§ **Image location labeling entries**:
************

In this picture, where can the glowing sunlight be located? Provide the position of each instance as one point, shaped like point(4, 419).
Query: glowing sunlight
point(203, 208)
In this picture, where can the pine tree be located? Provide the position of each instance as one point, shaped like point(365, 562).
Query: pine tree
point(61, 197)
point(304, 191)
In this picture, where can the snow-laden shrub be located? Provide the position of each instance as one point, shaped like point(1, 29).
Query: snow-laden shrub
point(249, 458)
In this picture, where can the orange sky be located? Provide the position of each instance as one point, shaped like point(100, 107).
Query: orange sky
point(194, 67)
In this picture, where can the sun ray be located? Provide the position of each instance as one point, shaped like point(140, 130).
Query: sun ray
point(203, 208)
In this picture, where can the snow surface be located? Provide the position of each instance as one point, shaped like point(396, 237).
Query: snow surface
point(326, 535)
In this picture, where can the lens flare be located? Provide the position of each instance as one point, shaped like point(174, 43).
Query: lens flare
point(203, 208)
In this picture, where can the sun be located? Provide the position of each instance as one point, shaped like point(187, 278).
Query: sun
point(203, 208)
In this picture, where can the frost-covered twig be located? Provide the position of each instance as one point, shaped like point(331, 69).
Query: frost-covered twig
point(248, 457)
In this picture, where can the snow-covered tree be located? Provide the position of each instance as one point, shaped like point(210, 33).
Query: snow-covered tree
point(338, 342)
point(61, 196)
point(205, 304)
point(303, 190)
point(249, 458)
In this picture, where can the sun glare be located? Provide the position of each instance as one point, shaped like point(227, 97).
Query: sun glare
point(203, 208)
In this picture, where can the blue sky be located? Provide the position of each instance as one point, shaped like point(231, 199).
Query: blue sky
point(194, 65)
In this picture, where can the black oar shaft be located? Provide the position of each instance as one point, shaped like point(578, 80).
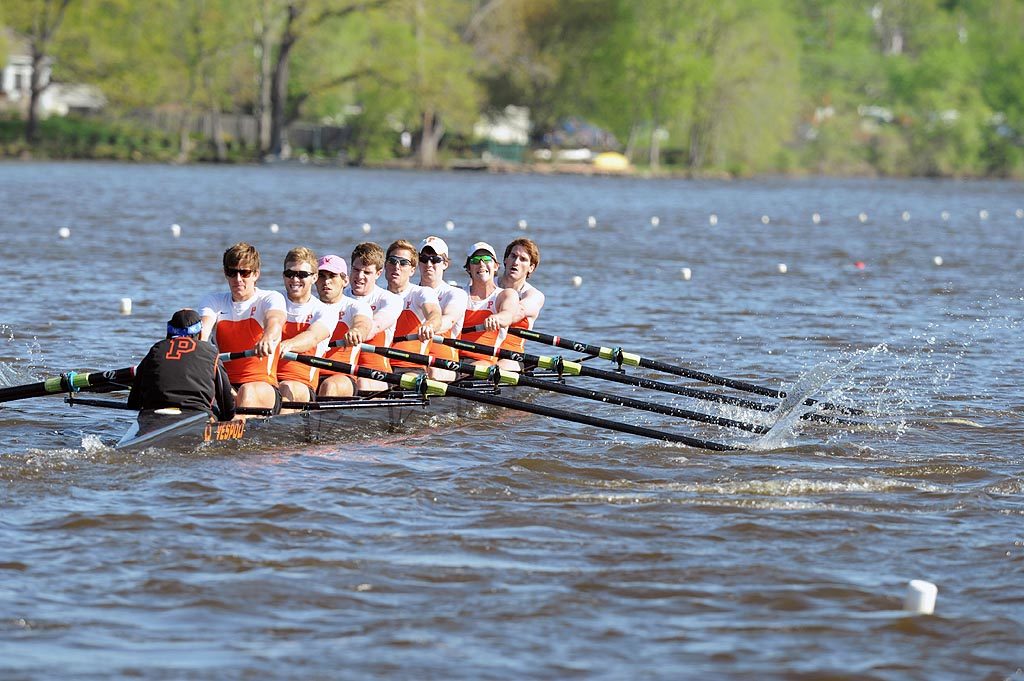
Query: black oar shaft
point(578, 369)
point(515, 378)
point(632, 359)
point(69, 382)
point(430, 387)
point(615, 354)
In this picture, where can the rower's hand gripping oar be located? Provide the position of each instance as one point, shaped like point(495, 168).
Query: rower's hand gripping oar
point(567, 368)
point(70, 382)
point(622, 357)
point(504, 377)
point(423, 385)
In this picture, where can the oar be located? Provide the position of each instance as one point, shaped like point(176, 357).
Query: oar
point(505, 377)
point(578, 369)
point(617, 355)
point(422, 384)
point(70, 382)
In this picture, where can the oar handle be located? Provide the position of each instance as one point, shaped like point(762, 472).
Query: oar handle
point(430, 387)
point(70, 382)
point(501, 376)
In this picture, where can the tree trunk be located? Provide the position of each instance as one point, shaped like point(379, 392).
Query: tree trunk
point(35, 93)
point(262, 113)
point(279, 86)
point(655, 149)
point(433, 130)
point(631, 145)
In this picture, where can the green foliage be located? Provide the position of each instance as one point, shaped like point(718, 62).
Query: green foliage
point(926, 87)
point(87, 138)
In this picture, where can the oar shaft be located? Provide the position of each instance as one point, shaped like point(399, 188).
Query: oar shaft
point(615, 354)
point(515, 378)
point(430, 387)
point(578, 369)
point(69, 382)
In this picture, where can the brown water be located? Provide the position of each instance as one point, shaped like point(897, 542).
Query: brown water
point(511, 546)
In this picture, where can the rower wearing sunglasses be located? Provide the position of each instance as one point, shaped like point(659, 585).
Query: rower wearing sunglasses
point(491, 308)
point(421, 314)
point(368, 263)
point(308, 325)
point(453, 301)
point(247, 317)
point(521, 258)
point(354, 321)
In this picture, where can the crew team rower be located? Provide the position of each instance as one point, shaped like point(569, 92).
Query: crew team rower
point(354, 321)
point(307, 327)
point(433, 259)
point(421, 314)
point(183, 372)
point(521, 258)
point(247, 317)
point(489, 306)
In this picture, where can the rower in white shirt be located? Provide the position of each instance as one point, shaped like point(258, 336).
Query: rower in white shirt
point(368, 263)
point(434, 261)
point(354, 322)
point(421, 314)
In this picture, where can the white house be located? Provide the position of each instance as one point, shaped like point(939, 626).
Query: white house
point(56, 99)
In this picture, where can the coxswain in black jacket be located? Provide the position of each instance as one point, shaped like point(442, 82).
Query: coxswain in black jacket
point(181, 371)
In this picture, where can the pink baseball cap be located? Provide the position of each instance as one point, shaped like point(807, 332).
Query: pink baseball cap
point(333, 263)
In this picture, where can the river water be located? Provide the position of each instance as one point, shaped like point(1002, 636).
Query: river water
point(512, 546)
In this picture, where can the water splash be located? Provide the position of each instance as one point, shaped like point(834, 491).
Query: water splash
point(791, 411)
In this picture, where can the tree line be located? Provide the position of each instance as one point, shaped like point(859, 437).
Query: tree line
point(924, 87)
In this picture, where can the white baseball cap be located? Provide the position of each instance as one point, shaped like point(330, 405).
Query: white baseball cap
point(436, 244)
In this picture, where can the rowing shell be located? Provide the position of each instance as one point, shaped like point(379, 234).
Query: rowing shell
point(329, 422)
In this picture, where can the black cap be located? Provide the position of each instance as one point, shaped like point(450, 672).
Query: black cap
point(184, 323)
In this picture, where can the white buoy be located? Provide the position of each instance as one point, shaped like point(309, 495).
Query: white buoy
point(921, 597)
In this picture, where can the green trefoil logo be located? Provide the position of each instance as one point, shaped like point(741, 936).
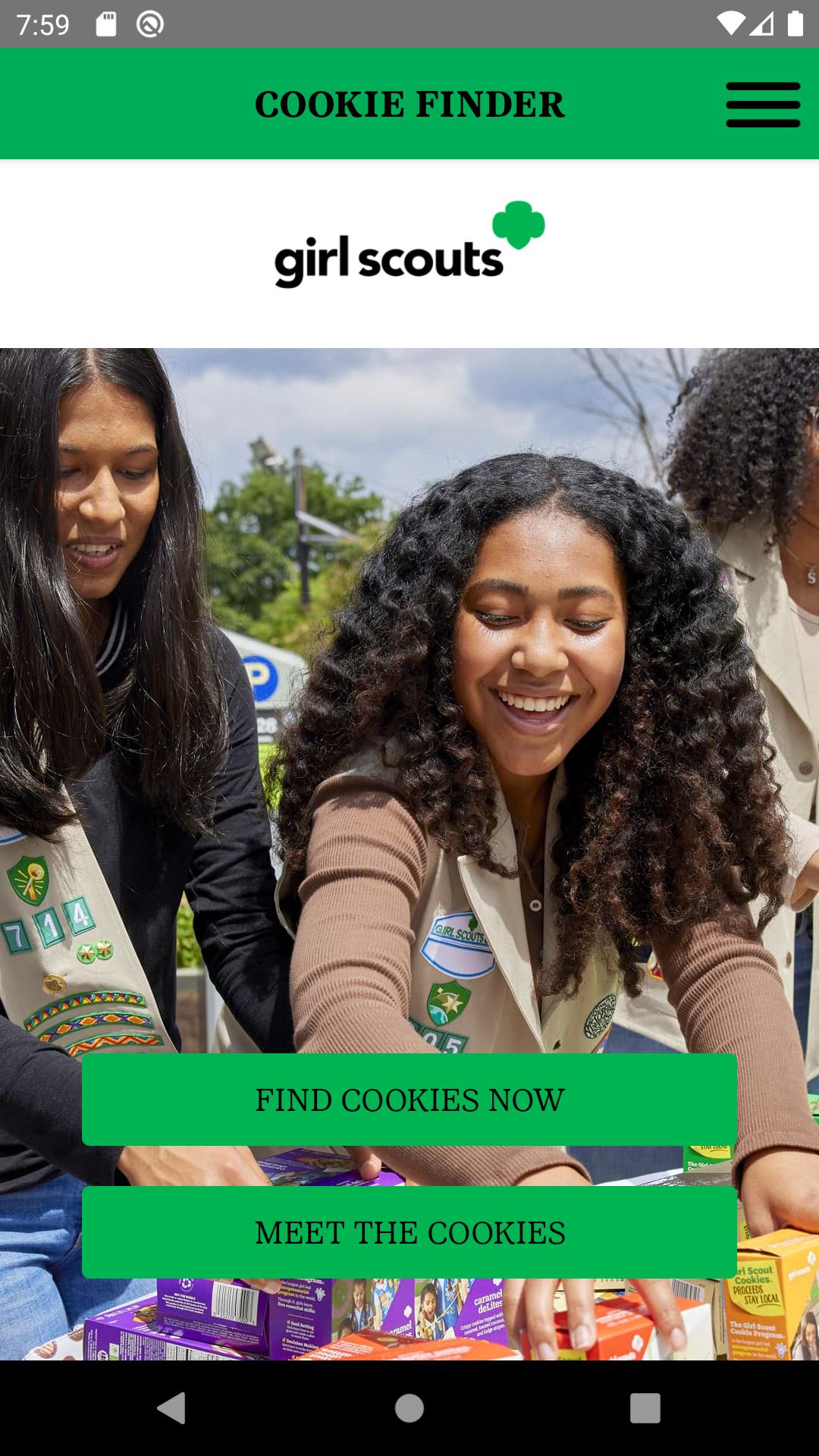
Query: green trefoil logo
point(519, 223)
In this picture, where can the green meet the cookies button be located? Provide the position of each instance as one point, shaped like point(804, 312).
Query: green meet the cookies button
point(283, 1232)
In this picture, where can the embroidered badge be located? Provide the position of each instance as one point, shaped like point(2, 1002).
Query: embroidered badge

************

§ **EXERCISE GOAL**: Without the pictures, output the full listing exactly as it stands.

§ **EXERCISE ANSWER**:
In this picture, where can the glowing sunlight be located? Provide the position of each instance as one point, shaped like point(4, 419).
Query: glowing sunlight
point(203, 208)
In this picture, where can the pine tree be located? Provide the position of each instance as one point, shaped like point(365, 562).
Query: pine tree
point(61, 197)
point(304, 191)
In this picture, where can the snow-laden shrub be located? Provide the position of each instance as one point, shaped like point(1, 29).
Query: snow-laden shrub
point(249, 458)
In this picture, where can the orange sky be located? Provide the position of each instance as one point, shaped like point(100, 107).
Query: orange sky
point(194, 67)
In this picture, where can the sun ray be located? Provide the position of each instance as one point, shaped like point(140, 130).
Query: sun ray
point(203, 208)
In this picture, where can the snow surface be located? Provide the position of each instance as one point, shaped like point(396, 237).
Query: snow surface
point(326, 535)
In this picture, where can the lens flare be located? Provide the position of each instance as one point, shaped like point(174, 43).
Query: lens flare
point(203, 208)
In this picture, where can the sun be located? Provide the position of each instance as one point, shaped like point(187, 278).
Query: sun
point(203, 208)
In this picture, where can the frost-covered twig be located? Provide the position of each instance as one point, shaped like point(331, 69).
Query: frost-covered twig
point(248, 457)
In this picture, where can the snow-covered tree be located? Provide the position of each instance as one point, shaped like point(210, 33).
Query: snow-covered tree
point(338, 342)
point(61, 196)
point(205, 304)
point(303, 190)
point(249, 458)
In this picture, where can the sun glare be located? Provide the position of each instance as one point, shaped like point(227, 97).
Query: sun glare
point(203, 208)
In this picture, where can the blue sky be located? Provide the position of each instance as one point, shaped like point(231, 199).
Query: blue sky
point(194, 65)
In this picture, where can the black oar shaft be located? Provide the position of each instance as one point, shaped like point(578, 80).
Query: black oar shaft
point(578, 369)
point(515, 378)
point(632, 359)
point(69, 382)
point(430, 387)
point(615, 354)
In this picture, where can the rower's hand gripping oar be located? Provide the position of each instance as one point, shaped like point(495, 168).
Query: rower's hand gripping oar
point(567, 368)
point(70, 382)
point(622, 357)
point(504, 377)
point(423, 385)
In this picture, where can the oar be located? Provide the position of each instance as one point, shaped like point(176, 357).
Query: oar
point(505, 377)
point(578, 369)
point(617, 355)
point(422, 384)
point(70, 382)
In this picture, where can the oar handle be located? Provide the position of each instance as one point, shaped like point(762, 472).
Query: oar handle
point(430, 387)
point(70, 382)
point(501, 376)
In this picture, where can the tree trunk be located? Provide the position of each instance as one point, shaped like point(379, 392).
Query: tree trunk
point(35, 93)
point(262, 113)
point(279, 86)
point(655, 149)
point(433, 130)
point(631, 145)
In this picture, where can the green foliage be located? Provide the position of each instance as one point, shaped like point(718, 62).
Query: green foliage
point(926, 87)
point(87, 138)
In this picture, where can the oar shaft be located? Provide the position of each instance as one point, shaped like point(399, 188).
Query: oar shaft
point(615, 354)
point(515, 378)
point(430, 387)
point(578, 369)
point(69, 382)
In this picture, where can the brown water be located? Provide the position of each instance as one point, shaped like point(897, 542).
Query: brown water
point(511, 546)
In this picture, where can the rower wearing sunglasses be located? Provide the position of each instance as one point, shaped like point(659, 585).
Query: rower wearing sunglasses
point(491, 308)
point(421, 314)
point(368, 263)
point(308, 325)
point(453, 301)
point(247, 317)
point(521, 258)
point(354, 321)
In this picture, where can the crew team rower be located? Provide the position of each instance as one point, shaped like point(569, 92).
Query: crew team rower
point(354, 321)
point(307, 327)
point(433, 259)
point(421, 314)
point(183, 372)
point(521, 258)
point(247, 317)
point(489, 306)
In this picture, where can the rower in white shirt be located? Provide the position of each instance as one point, shaped like point(258, 336).
Query: rower in white shirt
point(368, 263)
point(434, 261)
point(354, 322)
point(421, 314)
In this picture, where can the white house be located? Provide the position of each instance as one point, shaped like point(939, 626).
Query: white house
point(56, 99)
In this picture, where can the coxswain in black jacket be located? Provide the position of each instance as one point, shaped like point(442, 82).
Query: coxswain in black jacket
point(181, 371)
In this picture, where can the pink baseball cap be located? Provide the position of each instance as one point, shaped like point(807, 332).
Query: pink baseball cap
point(333, 263)
In this picture, where can the river water be located? Provide the position of each instance as one point, shaped like point(1002, 636).
Query: river water
point(512, 546)
In this picture, where can the water splash be located? Provide the position of each instance as one point, shaped like point(834, 491).
Query: water splash
point(791, 411)
In this picture, where can the tree line be located? Provide the position of each instance as one point, shaped like point(859, 437).
Query: tree line
point(924, 87)
In this picture, where can the white baseball cap be located? Provide the position of each instance as one point, shaped like point(330, 405).
Query: white baseball cap
point(436, 244)
In this picture, where can the rowing shell be located? Provide the position of each instance as one point, shaped like point(379, 234).
Query: rowing shell
point(329, 422)
In this picture, where can the black cap be located? Provide the position of each instance as one point, shaped like point(450, 672).
Query: black cap
point(184, 323)
In this picture, where can the white buoy be located? Provide the position of each instance as one point, shaped like point(309, 495).
Query: white buoy
point(921, 597)
In this picture, where can the green trefoil logo be located? Provide the position of each instance as one point, shaped like point(741, 936).
Query: green trefoil logo
point(519, 223)
In this picture, where can the green meet the cookies button be located? Provide the position of each instance as one point, shaped like point(804, 312).
Query: green meet the cookies button
point(283, 1232)
In this picture, where can the embroidered badge be located? Provide the position of each instance as one point, shaped like point(2, 1002).
Query: embroidered badge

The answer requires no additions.